§ **Text segment**:
▼▼▼

Let me also add my condolences. I know that empty feeling.
I had three cats, all related. The oldest Princess, a tortoise shell, her daughter Jess, short hair with patches, and Jess's daughter that looked exactly the same as her so my dad called her 'Jess Junior', though she was long hair. My brother and I made him shorten it to JJ.
JJ was like a mix of the best bits of her mother and grandmother. She was playful and energetic like her grandmother, yet affectionate and clever like her mother. She was the youngest and the runt of the litter, we thought that we were going to loose her when she was born, but she proved that she was a fighter.
My mum had decided that she didn't want to keep any kittens from Jess' litter, like she had kept Jess. But the next day Jess just wasn't Jess, she wouldn't eat or sleep without JJ - her favourite from the litter being the only female. Naturally this made my mum upset, and my brother. So my mum made my dad go back to the lady that we had given them to re-home to get JJ back - my dad wasn't too keen though.
A few hours later and JJ was back, playing in the garden, Jess was happy again - it was like nothing had happened.
A few months went by and JJ was old enough to be neutered. I finished university for Christmas on a Friday, and when asked if I was doing anything interesting by one of my friends Al, I joked "I've got to take my cat to the vet's, for the snip", he smiled and said "I'll keep my fingers crossed".
JJ was supposed to go in to the vet's on the Monday, and we gave her a bath, because she was a little stinky. My mum usually hates giving them baths and I remember her joking that it was the last bath that JJ would ever have. After she was dry I watched some telly and her tiny tired body fell asleep on my chest. I thought that she was just tired after having a bath.
The next day, my brother and I put her into the pet carrier and my dad took her to the vets. A few hours went by and after lunch my dad rang the vet to see what time we could pick her up. "What do you mean she's not waking up?", "Is she in danger of loosing her life?" is all that I can remember of my dad's conversation with the vet. She said that she'd ordered some tests and that we'd know more after five o'clock.

▲▲▲

§ **Entries shown**:
▼▼▼

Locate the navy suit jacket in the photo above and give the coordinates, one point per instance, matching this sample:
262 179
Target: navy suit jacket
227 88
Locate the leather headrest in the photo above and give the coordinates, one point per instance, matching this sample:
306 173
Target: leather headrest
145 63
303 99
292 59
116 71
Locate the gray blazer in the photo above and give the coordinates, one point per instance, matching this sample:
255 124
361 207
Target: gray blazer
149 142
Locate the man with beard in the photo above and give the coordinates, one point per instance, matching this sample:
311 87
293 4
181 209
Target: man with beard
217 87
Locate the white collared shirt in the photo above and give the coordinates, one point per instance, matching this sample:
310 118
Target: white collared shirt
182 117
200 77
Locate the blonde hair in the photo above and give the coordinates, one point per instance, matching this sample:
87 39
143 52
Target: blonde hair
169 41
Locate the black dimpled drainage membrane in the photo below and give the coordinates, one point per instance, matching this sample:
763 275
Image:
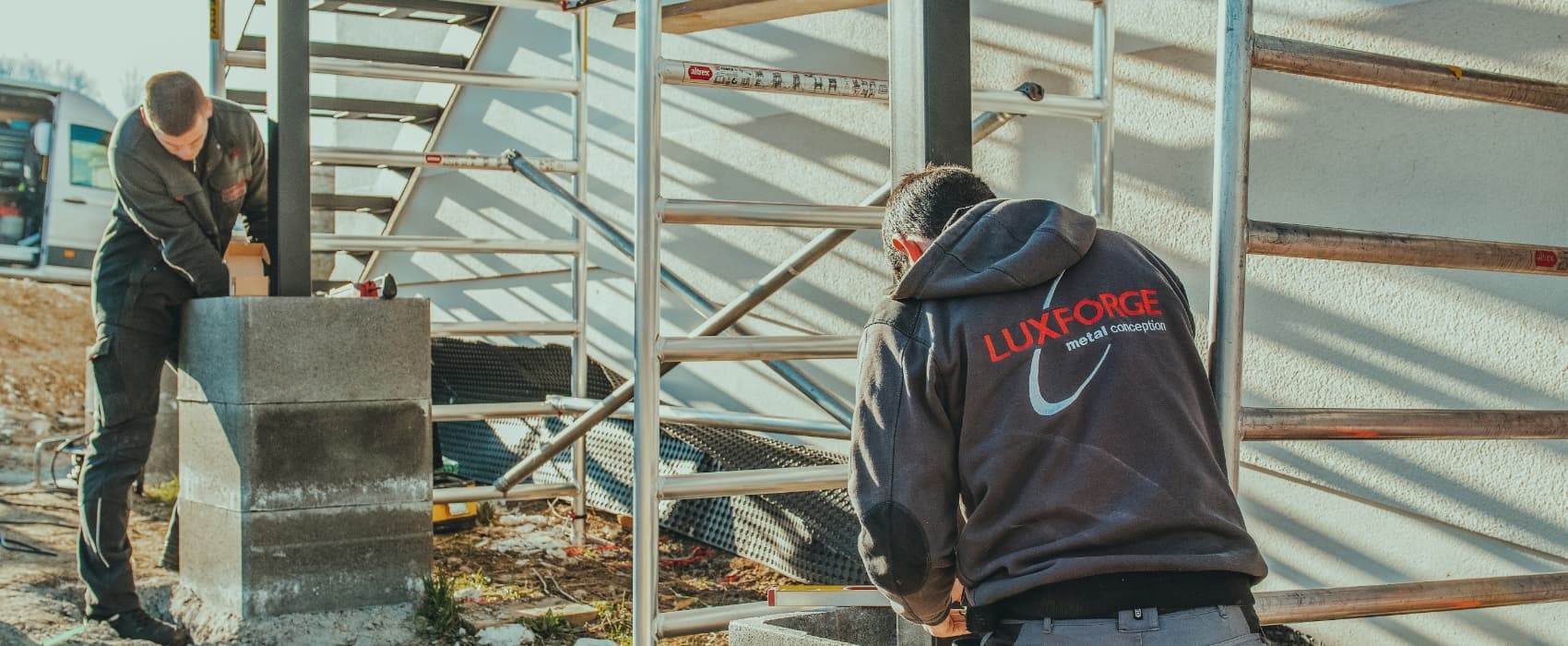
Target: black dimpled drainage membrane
806 535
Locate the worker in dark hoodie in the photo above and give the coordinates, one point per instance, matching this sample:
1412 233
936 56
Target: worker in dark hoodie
185 168
1034 422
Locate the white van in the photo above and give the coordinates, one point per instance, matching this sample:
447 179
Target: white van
55 187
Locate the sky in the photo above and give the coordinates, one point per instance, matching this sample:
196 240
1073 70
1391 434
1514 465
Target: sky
116 42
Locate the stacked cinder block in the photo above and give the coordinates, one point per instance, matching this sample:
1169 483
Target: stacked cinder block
304 453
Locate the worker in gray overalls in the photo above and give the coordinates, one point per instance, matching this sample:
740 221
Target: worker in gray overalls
185 168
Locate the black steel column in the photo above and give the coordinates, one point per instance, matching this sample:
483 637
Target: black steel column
289 145
929 76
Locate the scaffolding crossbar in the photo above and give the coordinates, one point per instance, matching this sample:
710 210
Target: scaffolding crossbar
759 349
416 159
502 328
1277 424
1324 244
753 482
533 491
770 213
721 419
490 411
416 73
353 244
1296 605
1346 65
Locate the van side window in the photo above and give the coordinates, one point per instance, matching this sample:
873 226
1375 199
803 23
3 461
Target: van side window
89 157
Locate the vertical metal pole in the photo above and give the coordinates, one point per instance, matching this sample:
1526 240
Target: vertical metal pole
645 452
929 78
1106 126
215 52
289 146
580 271
1228 269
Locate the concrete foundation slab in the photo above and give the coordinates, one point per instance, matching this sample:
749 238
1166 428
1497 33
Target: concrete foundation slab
826 628
297 350
304 468
304 455
381 625
271 563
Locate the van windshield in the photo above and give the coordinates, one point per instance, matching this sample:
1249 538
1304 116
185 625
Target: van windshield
89 157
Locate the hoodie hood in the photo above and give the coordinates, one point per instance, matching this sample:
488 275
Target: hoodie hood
999 245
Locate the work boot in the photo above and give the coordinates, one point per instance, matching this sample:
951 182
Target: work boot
172 544
137 625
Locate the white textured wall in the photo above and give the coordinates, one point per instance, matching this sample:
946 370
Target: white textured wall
1317 334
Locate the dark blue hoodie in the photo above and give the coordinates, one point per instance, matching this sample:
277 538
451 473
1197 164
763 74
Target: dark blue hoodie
1032 410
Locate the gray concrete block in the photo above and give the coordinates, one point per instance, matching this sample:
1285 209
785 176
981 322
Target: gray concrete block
163 461
271 563
304 350
826 628
304 455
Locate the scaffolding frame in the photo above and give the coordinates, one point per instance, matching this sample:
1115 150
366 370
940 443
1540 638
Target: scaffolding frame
656 353
1234 235
289 46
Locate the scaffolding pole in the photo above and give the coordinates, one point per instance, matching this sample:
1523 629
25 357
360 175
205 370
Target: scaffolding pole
1231 140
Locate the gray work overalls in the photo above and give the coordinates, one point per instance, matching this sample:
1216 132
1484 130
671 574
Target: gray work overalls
161 248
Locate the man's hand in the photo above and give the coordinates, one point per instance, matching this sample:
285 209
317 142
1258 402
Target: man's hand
956 625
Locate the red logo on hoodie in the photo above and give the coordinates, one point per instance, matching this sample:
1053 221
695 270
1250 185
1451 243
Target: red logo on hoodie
1061 322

▲▲▲

§ **Exercise instructions**: Write out, word for word, everything in the account of the cat JJ from "I had three" down to "shorten it to JJ.".

§ **Solved exercise**:
I had three cats, all related. The oldest Princess, a tortoise shell, her daughter Jess, short hair with patches, and Jess's daughter that looked exactly the same as her so my dad called her 'Jess Junior', though she was long hair. My brother and I made him shorten it to JJ.